| The task |
Across the entries below, how many lines have the string "Label" in them? Reply with only the number.
::: Supplied records
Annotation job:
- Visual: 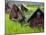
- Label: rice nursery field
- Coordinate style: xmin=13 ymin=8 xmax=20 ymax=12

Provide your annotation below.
xmin=5 ymin=6 xmax=44 ymax=35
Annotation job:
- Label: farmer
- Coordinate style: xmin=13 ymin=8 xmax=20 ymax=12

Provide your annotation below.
xmin=9 ymin=4 xmax=25 ymax=22
xmin=9 ymin=4 xmax=19 ymax=20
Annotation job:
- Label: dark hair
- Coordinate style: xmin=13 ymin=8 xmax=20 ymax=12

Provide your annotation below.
xmin=12 ymin=4 xmax=19 ymax=12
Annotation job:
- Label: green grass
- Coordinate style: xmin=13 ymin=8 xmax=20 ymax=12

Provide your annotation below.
xmin=5 ymin=14 xmax=44 ymax=34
::::::
| Task result |
4